*Exercises*:
• 1. On the coding standards page, retype the passage starting with "Last Updated: 2025-11-10" and going on through "and code reviews.".
• 2. According to the coding standards page, what is the longest a line of Python code may be?
• 3. Using the coding standards page, decide whether each statement agrees with it: (a) The standards cover only Python code. (b) The standards are enforced through automated tooling and code reviews. (c) Python lines must stay within PEP 8's 79-character limit.

*Page*:
- - -
Coding Standards

Last Updated: 2025-11-10 Status: Production Standard Applies To: All OctoLLM codebase (Python, Rust)

Overview

This document defines coding standards for the OctoLLM project to ensure consistency, maintainability, and quality across the codebase. These standards apply to all contributors and are enforced through automated tooling and code reviews.

Python Standards
Rust Standards
General Standards
Documentation Standards
Testing Standards
Git Commit Standards
Automated Enforcement

Python Standards

Style Guide

Follow PEP 8 with the following specific requirements:

Line Length:

# Maximum 100 characters per line (not PEP 8's 79)
- - -
[Pointing records]
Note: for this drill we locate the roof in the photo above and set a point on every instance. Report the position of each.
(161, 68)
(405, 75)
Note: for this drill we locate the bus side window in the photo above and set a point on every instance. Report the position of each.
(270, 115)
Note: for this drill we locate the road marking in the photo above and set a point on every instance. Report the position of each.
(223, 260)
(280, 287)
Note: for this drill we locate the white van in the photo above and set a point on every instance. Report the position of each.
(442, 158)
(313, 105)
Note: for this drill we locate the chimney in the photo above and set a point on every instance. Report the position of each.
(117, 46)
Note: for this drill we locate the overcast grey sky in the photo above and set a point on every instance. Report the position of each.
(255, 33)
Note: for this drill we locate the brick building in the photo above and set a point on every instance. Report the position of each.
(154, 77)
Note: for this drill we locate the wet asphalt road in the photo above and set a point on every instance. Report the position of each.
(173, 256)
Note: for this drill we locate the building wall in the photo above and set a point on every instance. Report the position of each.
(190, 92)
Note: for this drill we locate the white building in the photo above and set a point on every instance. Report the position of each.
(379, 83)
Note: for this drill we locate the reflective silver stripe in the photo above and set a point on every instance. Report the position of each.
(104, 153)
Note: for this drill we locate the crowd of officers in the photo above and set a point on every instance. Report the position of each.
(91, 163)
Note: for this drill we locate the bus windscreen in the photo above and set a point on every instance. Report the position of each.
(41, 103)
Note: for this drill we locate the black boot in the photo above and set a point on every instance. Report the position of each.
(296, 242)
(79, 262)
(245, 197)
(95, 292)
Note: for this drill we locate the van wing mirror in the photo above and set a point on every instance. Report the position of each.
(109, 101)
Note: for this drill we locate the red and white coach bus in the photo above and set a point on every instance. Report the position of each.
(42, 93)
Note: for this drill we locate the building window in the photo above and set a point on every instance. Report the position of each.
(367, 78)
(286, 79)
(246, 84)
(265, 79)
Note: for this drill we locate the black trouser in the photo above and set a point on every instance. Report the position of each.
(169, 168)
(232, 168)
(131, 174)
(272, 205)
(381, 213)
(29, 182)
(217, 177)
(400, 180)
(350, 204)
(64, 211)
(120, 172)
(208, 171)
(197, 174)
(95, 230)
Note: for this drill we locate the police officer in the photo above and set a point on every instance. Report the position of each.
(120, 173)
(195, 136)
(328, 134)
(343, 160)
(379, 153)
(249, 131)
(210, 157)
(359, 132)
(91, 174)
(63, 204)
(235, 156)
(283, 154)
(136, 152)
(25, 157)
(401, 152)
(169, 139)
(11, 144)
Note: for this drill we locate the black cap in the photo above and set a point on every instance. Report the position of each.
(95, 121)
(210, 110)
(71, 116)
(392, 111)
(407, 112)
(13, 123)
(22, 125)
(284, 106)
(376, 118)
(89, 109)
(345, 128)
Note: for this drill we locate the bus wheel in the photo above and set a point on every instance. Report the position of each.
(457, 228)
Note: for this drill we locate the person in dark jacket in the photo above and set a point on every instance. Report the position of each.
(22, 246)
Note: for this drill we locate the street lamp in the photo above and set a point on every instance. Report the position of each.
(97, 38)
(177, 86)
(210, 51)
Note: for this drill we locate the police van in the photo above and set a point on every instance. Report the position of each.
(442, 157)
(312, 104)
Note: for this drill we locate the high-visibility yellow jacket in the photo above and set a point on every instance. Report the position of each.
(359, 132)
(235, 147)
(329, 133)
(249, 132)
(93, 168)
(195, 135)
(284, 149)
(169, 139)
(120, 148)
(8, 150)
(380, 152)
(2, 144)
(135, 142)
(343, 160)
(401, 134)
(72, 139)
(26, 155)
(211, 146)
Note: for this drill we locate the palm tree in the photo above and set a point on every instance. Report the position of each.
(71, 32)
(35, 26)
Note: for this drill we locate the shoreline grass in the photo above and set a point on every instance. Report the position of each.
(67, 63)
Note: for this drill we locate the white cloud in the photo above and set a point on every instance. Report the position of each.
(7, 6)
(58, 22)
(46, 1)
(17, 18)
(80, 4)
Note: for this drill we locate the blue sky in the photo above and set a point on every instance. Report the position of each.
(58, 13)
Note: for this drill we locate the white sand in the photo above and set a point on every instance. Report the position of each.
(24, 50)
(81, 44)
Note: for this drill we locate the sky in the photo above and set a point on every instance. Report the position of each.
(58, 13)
- - -
*Answers for the exercise*:
• 1.
Last Updated: 2025-11-10 Status: Production Standard Applies To: All OctoLLM codebase (Python, Rust)

Overview

This document defines coding standards for the OctoLLM project to ensure consistency, maintainability, and quality across the codebase. These standards apply to all contributors and are enforced through automated tooling and code reviews.

• 2. 100 characters per line.

• 3.
(a) No: "All OctoLLM codebase (Python, Rust)"
(b) Yes: "are enforced through automated tooling and code reviews"
(c) No: "Maximum 100 characters per line (not PEP 8's 79)"